Every record below should be printed again exactly, with its pictures removed.
******************************
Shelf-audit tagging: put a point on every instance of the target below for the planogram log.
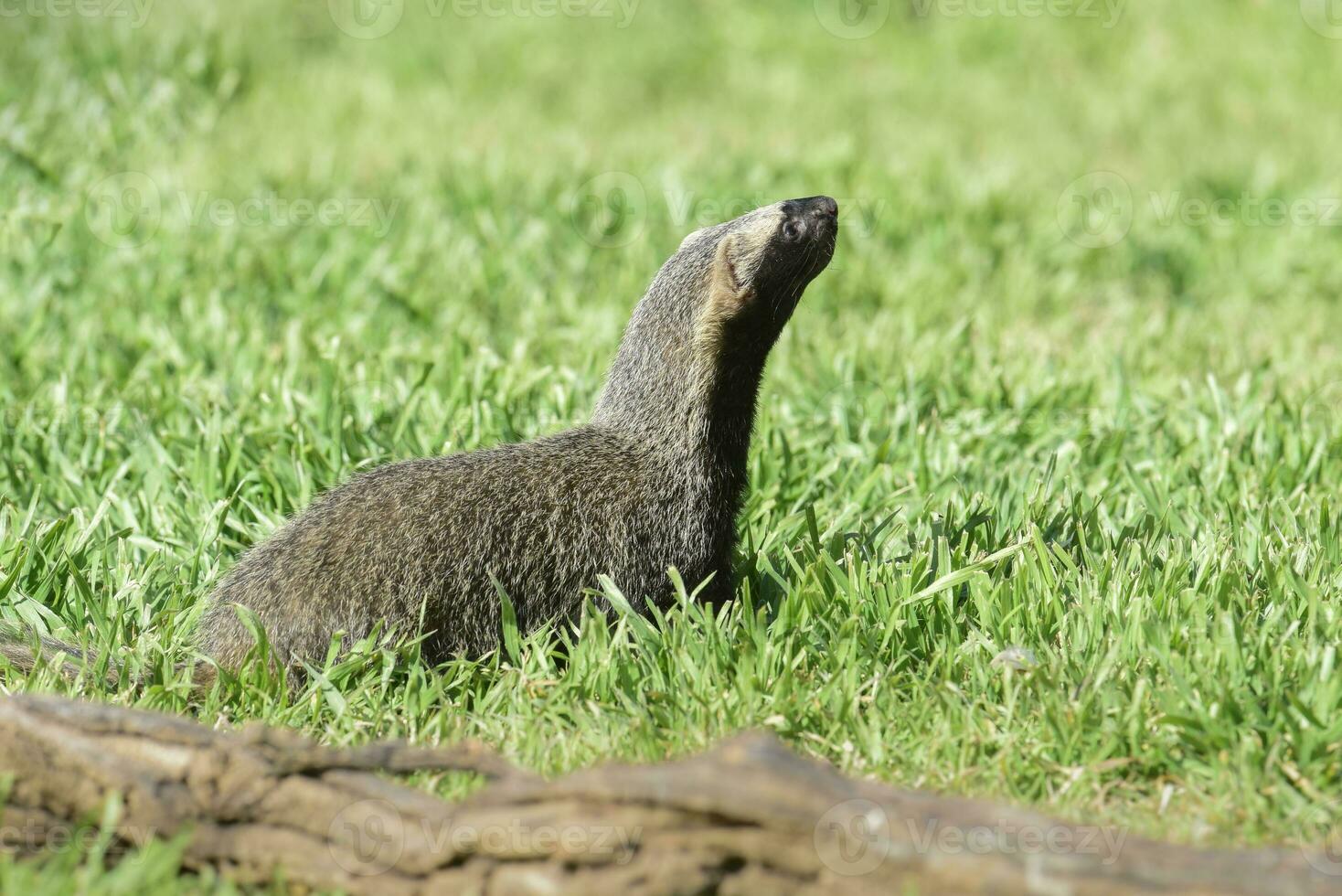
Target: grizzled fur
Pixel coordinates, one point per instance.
(653, 482)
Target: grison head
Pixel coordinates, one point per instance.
(757, 266)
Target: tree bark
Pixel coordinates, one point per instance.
(748, 817)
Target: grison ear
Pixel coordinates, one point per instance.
(690, 238)
(725, 281)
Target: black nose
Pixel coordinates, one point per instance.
(814, 207)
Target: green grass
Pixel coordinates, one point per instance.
(1155, 425)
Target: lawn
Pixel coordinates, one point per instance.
(1071, 385)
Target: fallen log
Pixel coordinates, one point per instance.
(748, 817)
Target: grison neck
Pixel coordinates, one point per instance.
(697, 412)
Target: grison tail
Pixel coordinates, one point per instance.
(17, 651)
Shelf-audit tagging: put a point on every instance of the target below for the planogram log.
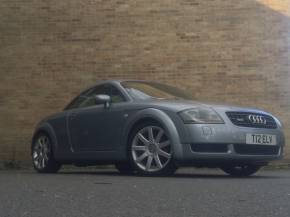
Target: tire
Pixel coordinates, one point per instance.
******************************
▶ [ANSWER SPACE]
Shelf-audit tagging: put a point on every instance of the target below for the planogram log.
Target: grizzled fur
Pixel coordinates, one point per instance.
(653, 482)
Target: grison head
Pixel coordinates, one point per instance.
(757, 266)
Target: tree bark
Pixel coordinates, one point per instance.
(748, 817)
Target: grison ear
Pixel coordinates, one point per instance.
(690, 238)
(725, 281)
Target: black nose
Pixel coordinates, one point per instance.
(814, 207)
Target: green grass
Pixel coordinates, one point per instance.
(1155, 425)
Target: lawn
Pixel coordinates, one point per instance.
(1071, 385)
Target: fallen log
Pixel coordinates, one point per instance.
(748, 817)
Target: grison neck
Pixel coordinates, one point per instance.
(697, 412)
Target: grison tail
Pixel coordinates, one point per instance.
(17, 651)
Shelf-audit tagging: put a point on every instance of the target below for the planogram log.
Target: tire
Pixel coordinates, one point per instance.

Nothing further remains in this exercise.